Exercise objective
Below are records; how many of their lines contain "instance"? Reply with the number and no other words.

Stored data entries
- Opening Delimiter -

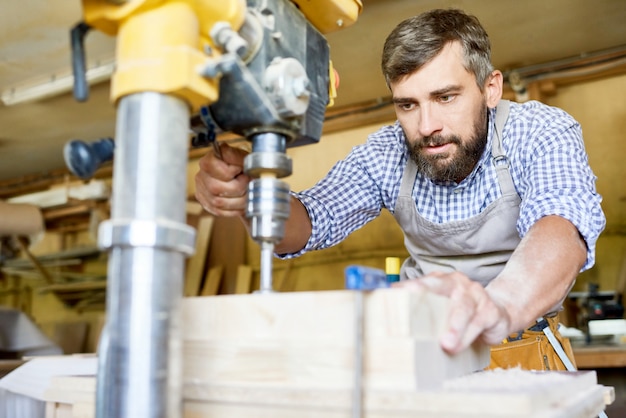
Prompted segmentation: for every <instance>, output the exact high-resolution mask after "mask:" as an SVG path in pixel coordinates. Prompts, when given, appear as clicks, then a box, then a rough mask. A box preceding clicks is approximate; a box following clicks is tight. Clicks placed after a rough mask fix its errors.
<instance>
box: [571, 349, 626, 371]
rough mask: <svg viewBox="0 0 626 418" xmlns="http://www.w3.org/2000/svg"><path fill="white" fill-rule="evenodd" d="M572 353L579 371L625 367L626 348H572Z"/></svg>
mask: <svg viewBox="0 0 626 418" xmlns="http://www.w3.org/2000/svg"><path fill="white" fill-rule="evenodd" d="M573 351H574V358H575V359H576V365H577V366H578V368H579V369H597V368H602V367H626V346H589V347H574V348H573Z"/></svg>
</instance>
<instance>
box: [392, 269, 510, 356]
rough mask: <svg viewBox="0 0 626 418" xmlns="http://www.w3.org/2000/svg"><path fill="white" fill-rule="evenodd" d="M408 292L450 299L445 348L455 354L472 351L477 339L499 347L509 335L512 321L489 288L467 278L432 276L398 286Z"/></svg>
mask: <svg viewBox="0 0 626 418" xmlns="http://www.w3.org/2000/svg"><path fill="white" fill-rule="evenodd" d="M394 287H402V288H405V289H411V288H413V289H423V288H425V289H427V290H429V291H431V292H433V293H436V294H439V295H442V296H446V297H448V298H450V302H451V303H450V310H449V313H448V322H447V329H446V331H445V332H444V333H443V334H442V335H441V338H440V344H441V347H442V348H443V349H444V350H445V351H446V352H448V353H451V354H455V353H458V352H460V351H462V350H464V349H466V348H467V347H469V346H470V345H471V344H472V343H473V342H474V341H475V340H476V339H479V340H480V341H482V342H484V343H485V344H489V345H495V344H499V343H500V342H501V341H502V340H503V339H504V338H505V337H506V336H507V335H508V334H509V327H510V324H511V319H510V318H509V314H508V312H507V311H506V309H505V308H504V307H502V306H499V305H498V304H497V303H496V302H495V301H493V300H492V298H491V297H490V296H489V294H488V293H487V292H486V291H485V288H484V287H483V286H481V285H480V284H479V283H477V282H474V281H472V280H470V279H469V277H467V276H466V275H464V274H462V273H459V272H453V273H430V274H428V275H426V276H423V277H420V278H418V279H412V280H404V281H400V282H397V283H394Z"/></svg>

- Closing Delimiter -

Worked solution
4